- _Task_
Rewrite the entire listing below as a JSON array of strings, with each line as its own string. Skip blank lines and leave out the pictures.

- _Records supplied_

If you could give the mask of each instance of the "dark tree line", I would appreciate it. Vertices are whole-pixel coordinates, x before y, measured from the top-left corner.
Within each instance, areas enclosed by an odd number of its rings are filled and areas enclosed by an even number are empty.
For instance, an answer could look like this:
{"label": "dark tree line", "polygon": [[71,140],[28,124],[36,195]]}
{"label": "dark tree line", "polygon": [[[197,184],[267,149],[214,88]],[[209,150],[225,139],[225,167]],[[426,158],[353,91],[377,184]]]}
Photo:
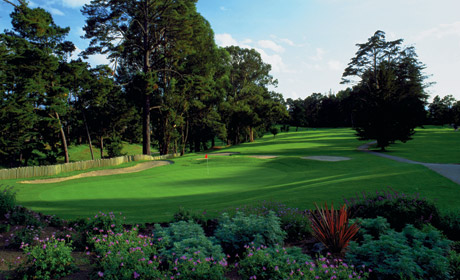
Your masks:
{"label": "dark tree line", "polygon": [[101,157],[122,141],[161,154],[200,151],[220,138],[254,141],[287,116],[285,102],[254,50],[219,48],[193,0],[101,1],[87,16],[84,56],[114,67],[69,61],[75,50],[41,8],[14,6],[0,34],[0,164],[65,161],[68,146],[89,144]]}
{"label": "dark tree line", "polygon": [[[289,124],[310,127],[353,127],[360,140],[376,140],[382,150],[406,142],[423,124],[459,124],[460,102],[448,95],[428,104],[425,66],[403,40],[387,41],[377,31],[358,51],[343,73],[351,88],[337,94],[313,93],[287,100]],[[355,79],[355,80],[353,80]]]}

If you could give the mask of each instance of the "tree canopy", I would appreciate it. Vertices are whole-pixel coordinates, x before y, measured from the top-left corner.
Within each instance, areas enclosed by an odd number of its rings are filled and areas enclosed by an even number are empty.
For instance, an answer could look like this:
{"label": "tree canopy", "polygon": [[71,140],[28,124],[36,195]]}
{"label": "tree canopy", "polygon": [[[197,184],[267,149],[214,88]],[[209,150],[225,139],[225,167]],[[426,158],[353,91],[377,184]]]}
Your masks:
{"label": "tree canopy", "polygon": [[353,87],[357,136],[376,140],[382,150],[396,140],[410,140],[425,118],[425,67],[415,49],[402,42],[386,41],[383,31],[375,32],[366,43],[357,44],[342,76],[343,83],[358,78]]}

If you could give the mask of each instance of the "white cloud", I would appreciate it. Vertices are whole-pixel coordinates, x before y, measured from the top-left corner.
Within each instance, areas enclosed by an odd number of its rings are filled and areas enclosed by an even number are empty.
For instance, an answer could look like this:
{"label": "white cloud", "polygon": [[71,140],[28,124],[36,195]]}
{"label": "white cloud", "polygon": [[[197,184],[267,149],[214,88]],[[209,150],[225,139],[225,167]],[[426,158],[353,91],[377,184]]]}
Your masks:
{"label": "white cloud", "polygon": [[329,60],[327,65],[329,66],[329,69],[334,70],[334,71],[341,71],[345,69],[343,64],[338,60]]}
{"label": "white cloud", "polygon": [[279,72],[285,72],[285,73],[289,72],[288,67],[284,64],[283,58],[280,55],[278,54],[269,55],[264,50],[258,49],[258,48],[256,48],[255,50],[258,53],[260,53],[260,57],[262,57],[262,60],[265,63],[268,63],[272,66],[273,72],[278,72],[278,73]]}
{"label": "white cloud", "polygon": [[53,16],[63,16],[64,13],[61,10],[58,10],[56,8],[47,8],[47,10],[53,15]]}
{"label": "white cloud", "polygon": [[277,53],[282,53],[285,49],[271,40],[260,40],[257,44],[264,49],[269,49]]}
{"label": "white cloud", "polygon": [[294,42],[292,42],[292,41],[289,40],[289,39],[281,38],[280,41],[283,42],[283,43],[285,43],[285,44],[288,44],[288,45],[291,46],[291,47],[295,46]]}
{"label": "white cloud", "polygon": [[216,43],[221,47],[238,46],[238,42],[228,33],[216,34]]}
{"label": "white cloud", "polygon": [[95,54],[88,57],[87,61],[91,64],[92,67],[101,64],[109,64],[110,61],[103,54]]}
{"label": "white cloud", "polygon": [[314,56],[311,56],[310,59],[313,61],[321,61],[323,60],[323,56],[325,53],[326,51],[322,48],[316,48],[316,54]]}
{"label": "white cloud", "polygon": [[[262,57],[262,60],[265,63],[268,63],[272,66],[272,71],[273,72],[284,72],[284,73],[292,73],[293,71],[287,67],[284,62],[283,58],[279,54],[273,54],[269,55],[264,49],[262,48],[257,48],[252,46],[251,44],[253,41],[251,39],[245,39],[241,42],[238,42],[235,38],[232,37],[232,35],[228,33],[223,33],[223,34],[216,34],[215,35],[216,43],[217,45],[221,47],[228,47],[228,46],[239,46],[241,48],[246,48],[246,49],[255,49],[258,53],[260,53],[260,56]],[[261,43],[262,42],[262,43]],[[258,41],[257,44],[261,47],[264,47],[266,49],[273,50],[273,47],[277,50],[280,50],[279,48],[276,48],[273,46],[269,40],[261,40]],[[283,49],[284,50],[284,49]]]}
{"label": "white cloud", "polygon": [[80,8],[89,2],[91,0],[62,0],[62,5],[69,8]]}
{"label": "white cloud", "polygon": [[437,27],[425,30],[417,36],[417,39],[423,40],[432,37],[441,39],[448,36],[460,36],[460,21],[448,24],[440,24]]}

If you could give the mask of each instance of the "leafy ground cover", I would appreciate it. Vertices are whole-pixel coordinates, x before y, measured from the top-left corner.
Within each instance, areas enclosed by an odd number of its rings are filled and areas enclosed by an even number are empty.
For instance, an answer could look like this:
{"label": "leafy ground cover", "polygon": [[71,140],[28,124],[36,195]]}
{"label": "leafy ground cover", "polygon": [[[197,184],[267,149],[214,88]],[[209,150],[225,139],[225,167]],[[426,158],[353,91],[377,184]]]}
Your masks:
{"label": "leafy ground cover", "polygon": [[[440,129],[442,131],[442,129]],[[415,140],[414,140],[415,141]],[[458,185],[423,166],[398,163],[362,153],[351,129],[308,129],[265,136],[254,143],[219,152],[191,154],[175,164],[133,174],[83,178],[53,184],[15,186],[18,203],[62,218],[88,217],[98,211],[123,212],[129,222],[168,221],[180,206],[219,212],[235,205],[279,201],[290,207],[342,201],[362,191],[387,186],[423,193],[440,208],[458,207]],[[248,155],[275,155],[274,159]],[[304,156],[340,156],[351,160],[321,162]]]}

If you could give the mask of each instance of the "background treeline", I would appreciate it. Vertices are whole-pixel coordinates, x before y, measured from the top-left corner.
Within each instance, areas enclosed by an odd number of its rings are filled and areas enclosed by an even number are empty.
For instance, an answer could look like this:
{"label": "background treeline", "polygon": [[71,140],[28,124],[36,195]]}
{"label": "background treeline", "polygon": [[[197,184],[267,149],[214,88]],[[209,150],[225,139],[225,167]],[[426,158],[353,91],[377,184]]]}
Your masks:
{"label": "background treeline", "polygon": [[[68,147],[78,144],[92,156],[93,146],[116,156],[123,141],[147,143],[148,154],[151,146],[183,154],[215,139],[254,141],[287,117],[282,95],[269,90],[277,83],[271,66],[255,50],[217,47],[196,1],[125,1],[108,8],[111,17],[93,2],[82,10],[92,39],[84,55],[105,53],[111,67],[70,60],[69,28],[42,8],[9,2],[12,29],[0,34],[0,165],[68,162]],[[98,30],[109,19],[123,39]]]}
{"label": "background treeline", "polygon": [[[354,127],[359,109],[357,98],[359,94],[351,88],[337,94],[313,93],[305,99],[288,98],[288,123],[294,127]],[[420,124],[460,125],[460,100],[452,95],[435,96],[425,108],[425,119]]]}

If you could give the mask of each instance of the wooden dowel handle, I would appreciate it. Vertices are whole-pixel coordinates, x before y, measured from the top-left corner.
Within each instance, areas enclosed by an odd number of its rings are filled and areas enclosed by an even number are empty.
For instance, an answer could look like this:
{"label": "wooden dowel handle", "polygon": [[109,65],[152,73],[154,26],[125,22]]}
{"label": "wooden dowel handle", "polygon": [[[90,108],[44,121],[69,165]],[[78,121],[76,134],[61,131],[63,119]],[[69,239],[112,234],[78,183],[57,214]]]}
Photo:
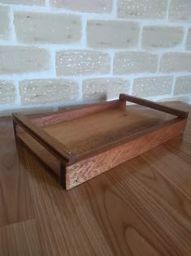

- _Exercise result_
[
  "If you could give the mask of each instance of the \"dark tree line\", I would appreciate it. Vertices are whole-pixel coordinates, x before y, measured from the top-left corner.",
  "Within each instance, areas enclosed by an odd number of its rings are filled and areas enclosed by an even number are empty.",
  "For instance, an answer could look like this:",
  "{\"label\": \"dark tree line\", \"polygon\": [[71,140],[28,124],[36,195]]}",
  "{\"label\": \"dark tree line\", \"polygon\": [[[197,184],[267,149],[214,88]],[[209,150],[225,139],[225,167]],[[426,158],[353,91],[377,184]]]}",
  "Photo:",
  "Your masks:",
  "{\"label\": \"dark tree line\", \"polygon\": [[101,157],[122,141],[161,154],[200,151],[220,138],[254,141],[287,116],[285,102],[254,50],[219,48],[193,0],[101,1],[87,16],[84,56],[114,67],[69,61],[75,50],[41,8],[14,6],[0,34],[0,164],[65,161],[68,146],[89,144]]}",
  "{\"label\": \"dark tree line\", \"polygon\": [[[289,124],[310,127],[353,127],[360,140],[376,140],[382,150],[406,142],[423,124],[459,124],[460,102],[448,95],[428,104],[425,66],[403,40],[387,41],[377,31],[358,51],[343,73],[351,88],[337,94],[313,93],[287,100]],[[355,79],[355,80],[353,80]]]}",
  "If you could give the mask of each instance of the \"tree canopy\", I would appreciate it. Vertices are whole-pixel coordinates, x before y, measured from the top-left corner.",
  "Within each instance, areas enclosed by an odd number of its rings are filled and areas enclosed by an even number are empty.",
  "For instance, an answer could look like this:",
  "{\"label\": \"tree canopy\", \"polygon\": [[71,140],[28,124],[36,195]]}",
  "{\"label\": \"tree canopy\", \"polygon\": [[[197,184],[267,149],[214,88]],[[209,150],[225,139],[225,167]],[[426,158],[353,91],[377,184]]]}",
  "Your masks:",
  "{\"label\": \"tree canopy\", \"polygon\": [[353,87],[357,136],[376,140],[382,150],[396,140],[410,140],[425,118],[425,67],[415,49],[402,42],[386,41],[383,31],[375,32],[366,43],[357,44],[342,76],[343,83],[358,78]]}",
  "If you could give the mask of each instance of the \"white cloud\", I would appreciate it. Vertices are whole-pixel coordinates, x before y, measured from the top-left corner.",
  "Within each instance, areas enclosed by an odd number of its rings are filled and areas enclosed by an even number are empty.",
  "For instance, an answer could look like this:",
  "{\"label\": \"white cloud\", \"polygon\": [[71,140],[28,124],[36,195]]}",
  "{\"label\": \"white cloud\", \"polygon\": [[[197,184],[267,149],[214,88]],[[209,150],[225,139],[225,167]],[[426,158],[353,91],[377,184]]]}",
  "Your masks:",
  "{\"label\": \"white cloud\", \"polygon\": [[329,60],[327,65],[329,66],[329,69],[334,70],[334,71],[341,71],[345,69],[343,64],[338,60]]}",
  "{\"label\": \"white cloud\", \"polygon\": [[279,72],[285,72],[285,73],[289,72],[288,67],[284,64],[283,58],[280,55],[278,54],[269,55],[264,50],[258,49],[258,48],[256,48],[255,50],[258,53],[260,53],[260,57],[262,57],[262,60],[265,63],[268,63],[272,66],[273,72],[278,72],[278,73]]}",
  "{\"label\": \"white cloud\", \"polygon\": [[53,16],[63,16],[64,13],[61,10],[58,10],[56,8],[47,8],[47,10],[53,15]]}",
  "{\"label\": \"white cloud\", \"polygon\": [[277,53],[282,53],[285,49],[271,40],[260,40],[257,44],[264,49],[269,49]]}",
  "{\"label\": \"white cloud\", \"polygon\": [[294,42],[292,42],[292,41],[289,40],[289,39],[281,38],[280,41],[283,42],[283,43],[285,43],[285,44],[288,44],[288,45],[291,46],[291,47],[295,46]]}",
  "{\"label\": \"white cloud\", \"polygon\": [[216,43],[221,47],[238,46],[238,42],[228,33],[216,34]]}",
  "{\"label\": \"white cloud\", \"polygon\": [[95,54],[88,57],[87,61],[91,64],[92,67],[101,64],[109,64],[110,61],[103,54]]}",
  "{\"label\": \"white cloud\", \"polygon\": [[314,56],[311,56],[310,59],[313,61],[321,61],[323,60],[323,56],[325,53],[326,51],[322,48],[316,48],[316,54]]}",
  "{\"label\": \"white cloud\", \"polygon\": [[[262,57],[262,60],[265,63],[268,63],[272,66],[272,71],[273,72],[284,72],[284,73],[292,73],[293,71],[287,67],[284,62],[283,58],[279,54],[273,54],[269,55],[264,49],[262,48],[257,48],[252,46],[251,44],[253,41],[251,39],[245,39],[241,42],[238,42],[235,38],[232,37],[232,35],[228,33],[223,33],[223,34],[216,34],[215,35],[216,43],[217,45],[221,47],[228,47],[228,46],[239,46],[241,48],[246,48],[246,49],[255,49],[258,53],[260,53],[260,56]],[[261,43],[262,42],[262,43]],[[258,41],[257,44],[261,47],[264,47],[266,49],[273,50],[273,47],[277,50],[280,50],[279,48],[276,48],[273,46],[269,40],[261,40]],[[283,49],[284,50],[284,49]]]}",
  "{\"label\": \"white cloud\", \"polygon\": [[80,8],[89,2],[91,0],[62,0],[62,5],[69,8]]}",
  "{\"label\": \"white cloud\", \"polygon\": [[437,27],[425,30],[417,36],[417,39],[423,40],[432,37],[441,39],[448,36],[460,36],[460,21],[448,24],[440,24]]}",
  "If you could give the mask of each instance of the \"leafy ground cover\", I would appreciate it. Vertices are whole-pixel coordinates, x before y, measured from the top-left corner.",
  "Within each instance, areas enclosed by an odd number of its rings are filled and areas enclosed by an even number are empty.",
  "For instance, an answer could look like this:",
  "{\"label\": \"leafy ground cover\", \"polygon\": [[71,140],[28,124],[36,195]]}",
  "{\"label\": \"leafy ground cover\", \"polygon\": [[[197,184],[267,149],[214,88]],[[209,150],[225,139],[225,167]],[[426,158],[353,91],[377,184]]]}",
  "Your masks:",
  "{\"label\": \"leafy ground cover\", \"polygon\": [[[440,129],[442,131],[442,129]],[[415,140],[414,140],[415,141]],[[458,185],[423,166],[398,163],[362,153],[351,129],[308,129],[265,136],[254,143],[219,152],[191,154],[175,164],[133,174],[83,178],[53,184],[15,186],[18,203],[62,218],[88,217],[98,211],[123,212],[129,222],[168,221],[180,206],[219,212],[235,205],[279,201],[290,207],[342,201],[362,191],[387,186],[423,193],[440,208],[458,207]],[[248,155],[275,155],[274,159]],[[304,156],[340,156],[351,160],[321,162]]]}",
  "If you could give the mask of each instance of the \"background treeline\", I would appreciate it. Vertices are whole-pixel coordinates, x before y, measured from the top-left corner.",
  "Within each instance, areas enclosed by an odd number of its rings are filled and areas enclosed by an even number are empty.",
  "For instance, an answer could look like this:",
  "{\"label\": \"background treeline\", \"polygon\": [[71,140],[28,124],[36,195]]}",
  "{\"label\": \"background treeline\", \"polygon\": [[[197,184],[267,149],[214,88]],[[209,150],[225,139],[225,167]],[[426,158],[353,91],[377,184]]]}",
  "Your masks:",
  "{\"label\": \"background treeline\", \"polygon\": [[[68,147],[78,144],[92,156],[93,146],[116,156],[123,141],[147,143],[148,154],[151,146],[183,154],[215,139],[254,141],[287,117],[282,95],[269,90],[277,83],[271,66],[255,50],[217,47],[196,1],[125,1],[108,8],[111,17],[93,2],[82,10],[92,39],[84,55],[105,53],[111,67],[70,60],[69,28],[42,8],[9,2],[12,29],[0,34],[0,165],[68,162]],[[98,30],[109,19],[123,39]]]}",
  "{\"label\": \"background treeline\", \"polygon\": [[[354,127],[359,109],[357,98],[359,94],[351,88],[337,94],[313,93],[305,99],[288,98],[288,123],[294,127]],[[420,124],[460,125],[460,100],[452,95],[435,96],[425,108],[425,119]]]}",
  "If you could give the mask of each instance of the wooden dowel handle, I would appreciate it. Vertices are whole-pixel coordinates, x before y, measured from the top-left corner.",
  "Within each instance, areas enclosed by an odd number of its rings are filled and areas enclosed by an even number are empty.",
  "For instance, an answer could look like this:",
  "{\"label\": \"wooden dowel handle\", \"polygon\": [[109,65],[152,73],[154,26],[125,22]]}",
  "{\"label\": \"wooden dowel handle\", \"polygon\": [[[90,108],[44,121],[69,165]],[[78,121],[76,134],[61,131],[63,119]],[[69,239],[112,234],[78,183],[57,214]]]}",
  "Photo:"
]